- _Selected excerpt_
Six months ago I wrote that social media had a problem because of the AI Tsunami coming
At the time, the article centred around AI generating mass content (the AI Tsunami) in the form of AI generated synthetic influencers, images, videos and bots posting nonsense content in scale. It felt disruptive. It felt messy. But it was a social media platform issue.
It turns out that was just the warm-up act
AI isn’t sitting on the edges of social feeds anymore. It’s now in the news cycle itself. It’s in headlines, commentary, image creation, voice clips, and increasingly in video. The line between content created by a journalist and content assembled by a machine is no longer obvious.
And that changes the stakes.
Fake AI-generated news content is no longer theoretical. It is credible enough to circulate before anyone questions it. It can look professional. It can sound authoritative. It can move fast enough to shape opinion before correction catches up.
Social media has always rewarded speed over accuracy
Now AI has multiplied the speed. Stories can be drafted, polished, illustrated, and distributed in minutes. That’s powerful. It’s also dangerous.
The problem isn’t that AI exists. The problem is where it sits.
When AI was helping someone write a caption or generate a meme, the consequences were mostly cosmetic. When AI starts influencing public debate, shaping news narratives, or producing material that looks indistinguishable from reality, trust becomes fragile.
This week I was interviewed about how well people can spot AI-generated news content.
The uncomfortable truth? Most of us aren’t very good at spotting AI Generated news content
Not because we’re foolish. Because the content is getting better. And because we are wired to trust what looks familiar. What worries me isn’t that AI can create fake content. Technology has always enabled manipulation in some form. What worries me is that the distribution systems were already fragile. We built platforms that reward outrage, speed, and emotional reaction. Now we’ve given those platforms a content engine that never sleeps.
That combination matters.
It means the conversation is no longer just about “AI on social media.” It’s about AI in information itself.
To prove the point, I generated a live-style storm broadcast image set on Wellington’s south coast – complete with wind-blown reporter, crashing waves, emergency lights, lower-third graphics and timestamp. It took minutes. No camera crew. No satellite truck. No producer. Just a prompt and a machine. That’s the shift. The barrier to creating something that looks like legitimate, on-the-ground news coverage has effectively disappeared.
And if it looks real, feels real, and carries the visual language of trust – most people will treat it as real.
The deeper issue is trust
If people lose confidence in what they read, hear, or watch, this stops being a technology issue. It becomes something much bigger. It becomes civic. It becomes commercial. It becomes cultural. And here’s the part we shouldn’t ignore — this isn’t slowing down. AI will only get sharper, faster, and more woven into everyday life. Businesses will lean on it. Individuals will experiment with it. Some will use it well. Some won’t. So the answer isn’t panic. It’s discipline. We lift our standards. We think twice about sources. We favour transparency over speed. And we choose credibility over convenience.
Six months ago I thought social media was the concern. Now I think social media was just the visible symptom
Fake AI-generated news content is the deeper shift. The real change is happening underneath – in how information is created, distributed, and trusted. We’re not at the end of this conversation. We’re at the beginning.

Records in a dataset:

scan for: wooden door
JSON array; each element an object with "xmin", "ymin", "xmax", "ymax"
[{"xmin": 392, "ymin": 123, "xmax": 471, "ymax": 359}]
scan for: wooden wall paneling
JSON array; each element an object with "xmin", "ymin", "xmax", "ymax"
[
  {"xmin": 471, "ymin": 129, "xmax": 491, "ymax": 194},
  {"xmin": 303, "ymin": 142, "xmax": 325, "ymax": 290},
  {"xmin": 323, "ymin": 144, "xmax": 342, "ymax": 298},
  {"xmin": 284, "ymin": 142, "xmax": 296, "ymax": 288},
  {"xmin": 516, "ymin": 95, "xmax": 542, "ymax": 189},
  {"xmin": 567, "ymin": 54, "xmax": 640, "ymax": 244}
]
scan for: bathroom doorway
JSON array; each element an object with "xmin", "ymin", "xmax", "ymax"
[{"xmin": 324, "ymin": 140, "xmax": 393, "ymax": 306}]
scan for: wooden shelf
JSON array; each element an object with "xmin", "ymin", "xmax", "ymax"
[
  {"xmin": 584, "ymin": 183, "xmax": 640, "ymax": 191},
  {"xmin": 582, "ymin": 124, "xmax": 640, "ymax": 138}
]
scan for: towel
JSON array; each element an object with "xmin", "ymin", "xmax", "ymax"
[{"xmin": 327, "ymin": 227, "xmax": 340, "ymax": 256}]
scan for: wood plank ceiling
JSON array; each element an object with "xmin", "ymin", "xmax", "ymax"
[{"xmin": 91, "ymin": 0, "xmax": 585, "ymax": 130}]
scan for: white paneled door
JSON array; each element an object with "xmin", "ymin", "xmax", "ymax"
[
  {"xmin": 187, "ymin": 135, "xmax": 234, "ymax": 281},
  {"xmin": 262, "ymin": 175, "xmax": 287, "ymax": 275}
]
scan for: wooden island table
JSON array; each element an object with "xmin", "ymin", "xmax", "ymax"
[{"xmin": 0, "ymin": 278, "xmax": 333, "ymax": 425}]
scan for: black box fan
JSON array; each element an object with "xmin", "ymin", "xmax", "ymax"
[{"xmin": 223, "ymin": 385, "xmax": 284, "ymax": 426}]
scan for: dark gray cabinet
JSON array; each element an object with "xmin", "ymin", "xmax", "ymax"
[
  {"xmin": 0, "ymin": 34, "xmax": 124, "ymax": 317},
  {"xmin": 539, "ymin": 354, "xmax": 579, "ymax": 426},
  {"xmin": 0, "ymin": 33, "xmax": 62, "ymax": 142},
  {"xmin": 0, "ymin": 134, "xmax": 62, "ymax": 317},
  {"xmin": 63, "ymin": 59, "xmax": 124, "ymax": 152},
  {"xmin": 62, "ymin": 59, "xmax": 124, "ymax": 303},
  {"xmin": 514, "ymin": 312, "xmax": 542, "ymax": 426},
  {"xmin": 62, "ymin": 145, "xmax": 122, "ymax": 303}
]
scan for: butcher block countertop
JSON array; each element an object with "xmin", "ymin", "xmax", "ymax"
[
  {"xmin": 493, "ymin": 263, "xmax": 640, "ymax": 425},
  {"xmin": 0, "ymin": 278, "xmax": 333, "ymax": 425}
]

- _Task_
List each feature that the essay on AI-generated news says was included in the storm broadcast image set on Wellington's south coast. The data above has no role in this work.

- _Task answer_
- Wind-blown reporter
- Crashing waves
- Emergency lights
- Lower-third graphics
- Timestamp